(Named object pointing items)
---

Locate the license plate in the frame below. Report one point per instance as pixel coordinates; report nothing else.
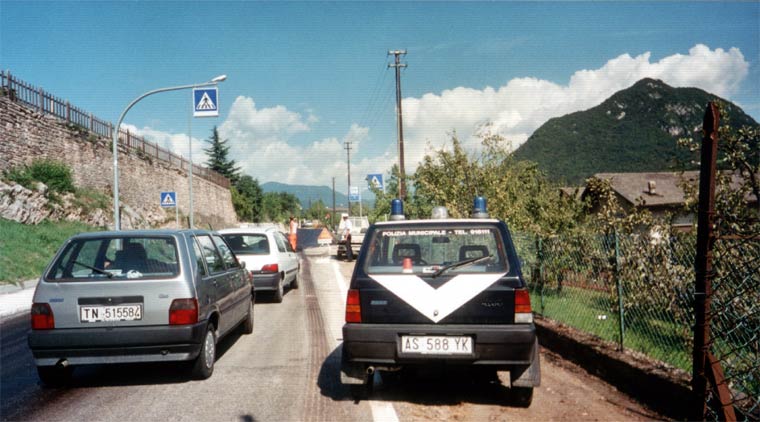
(110, 313)
(437, 345)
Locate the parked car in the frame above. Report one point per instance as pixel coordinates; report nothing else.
(138, 296)
(268, 256)
(440, 293)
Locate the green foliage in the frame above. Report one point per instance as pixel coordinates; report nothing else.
(629, 132)
(55, 174)
(247, 198)
(517, 191)
(279, 206)
(218, 157)
(25, 250)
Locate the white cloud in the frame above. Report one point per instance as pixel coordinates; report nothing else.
(519, 107)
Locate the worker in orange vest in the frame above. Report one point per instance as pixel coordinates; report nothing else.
(292, 235)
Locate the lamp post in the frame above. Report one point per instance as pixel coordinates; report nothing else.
(117, 224)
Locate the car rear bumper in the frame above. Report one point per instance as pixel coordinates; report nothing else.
(265, 281)
(498, 345)
(116, 344)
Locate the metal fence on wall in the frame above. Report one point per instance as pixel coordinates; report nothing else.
(46, 103)
(638, 292)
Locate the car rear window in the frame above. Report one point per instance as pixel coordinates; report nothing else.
(247, 244)
(128, 257)
(428, 250)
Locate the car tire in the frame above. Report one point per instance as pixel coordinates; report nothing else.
(54, 376)
(248, 321)
(203, 366)
(279, 292)
(521, 396)
(294, 282)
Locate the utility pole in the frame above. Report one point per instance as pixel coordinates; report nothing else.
(347, 147)
(332, 216)
(400, 125)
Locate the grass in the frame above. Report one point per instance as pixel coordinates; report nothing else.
(593, 312)
(26, 250)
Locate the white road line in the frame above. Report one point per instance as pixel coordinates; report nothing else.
(381, 411)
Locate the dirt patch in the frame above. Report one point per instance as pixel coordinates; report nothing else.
(660, 386)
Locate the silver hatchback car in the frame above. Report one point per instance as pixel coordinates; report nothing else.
(138, 296)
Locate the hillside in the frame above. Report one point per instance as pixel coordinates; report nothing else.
(635, 130)
(306, 193)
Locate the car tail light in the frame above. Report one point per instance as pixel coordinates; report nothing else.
(353, 307)
(523, 312)
(183, 312)
(42, 317)
(270, 268)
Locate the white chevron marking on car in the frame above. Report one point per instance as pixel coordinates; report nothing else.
(437, 304)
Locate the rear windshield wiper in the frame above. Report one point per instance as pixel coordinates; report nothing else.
(462, 263)
(96, 269)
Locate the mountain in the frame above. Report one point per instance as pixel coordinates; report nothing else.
(635, 130)
(306, 193)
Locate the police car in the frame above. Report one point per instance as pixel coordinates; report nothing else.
(439, 292)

---

Substitute "image" for "frame" throughout all the items, keeping everything else the same, and leave the pictures out.

The output>
Locate the license plate in the image below. Report one point per instance as pixel coordinates; report nothing else.
(110, 313)
(437, 345)
Locate the parked car in the image above. Report one point per instance as pixel coordinates; report nothing else.
(138, 296)
(268, 256)
(440, 293)
Locate the green foliage in the image above. Report one point per instance as pixel coordinates; report nothing else.
(629, 132)
(55, 174)
(247, 198)
(517, 191)
(279, 206)
(218, 157)
(25, 250)
Locate the white cloud in the image above. Report one point per instance as pixel coordinates; report nothing else.
(519, 107)
Locate the worker in orange vest in the image above. Report one point per instance as pixel coordinates; report nothing else.
(292, 235)
Locate the lamp post in the image above. Report one point per instance as pixel coordinates; report nothing else.
(117, 224)
Locate the car rear bumper in the image above. Report one point per instance as pixel coordinates; report nothing else.
(265, 281)
(498, 345)
(116, 344)
Locate the metal fence on wall in the image above. Report one point per instance as pixel coordinates; report nothing else.
(46, 103)
(638, 292)
Locate the car rear window in the image above. Report one point per instance as pixel coordinates; report nothing else.
(247, 244)
(128, 257)
(428, 250)
Locate the car tire in the image above. Report one point per instance as pixel coordinates; report nothing else.
(54, 376)
(248, 321)
(203, 366)
(279, 292)
(521, 396)
(294, 282)
Locate the utility pole in the image above. Report one point per instance as pixel coordinates; report nothing else.
(347, 147)
(332, 216)
(400, 125)
Locate the grass in the image above. Report one point per instance as pixel coordinates; report nothing else.
(593, 312)
(26, 250)
Locate the white road line in the image above. Report one point per instance as pixel coordinates; report nothing else.
(381, 411)
Locate the dirt patch in the image above. Report one point per instance as pixel coordinates; report nothing else.
(660, 386)
Locate the silver hatchback car in the image above. Report one point per instance as pixel coordinates; report nothing else.
(138, 296)
Locate the hillside in the image above. Report one point per instance as pixel coordinates; report nothing else.
(635, 130)
(306, 193)
Locate the car tail light in the image above. Report one point per instance as pixel coordinates; report nothing else.
(353, 307)
(523, 312)
(183, 312)
(42, 317)
(270, 268)
Locate the white chevron marking on car in the image above. Report one point per instance as pixel coordinates; report nothing else.
(437, 304)
Locate the rear windshield wiper in the image above. Report one point per instance as pixel coordinates; report nothing else.
(462, 263)
(96, 269)
Locate the mountain in the image above. Report one point per instance as pixel coordinates; report nothing else.
(635, 130)
(306, 193)
Locate the police car in the image above. Report one point per instance as pixel coordinates; report nothing else.
(439, 292)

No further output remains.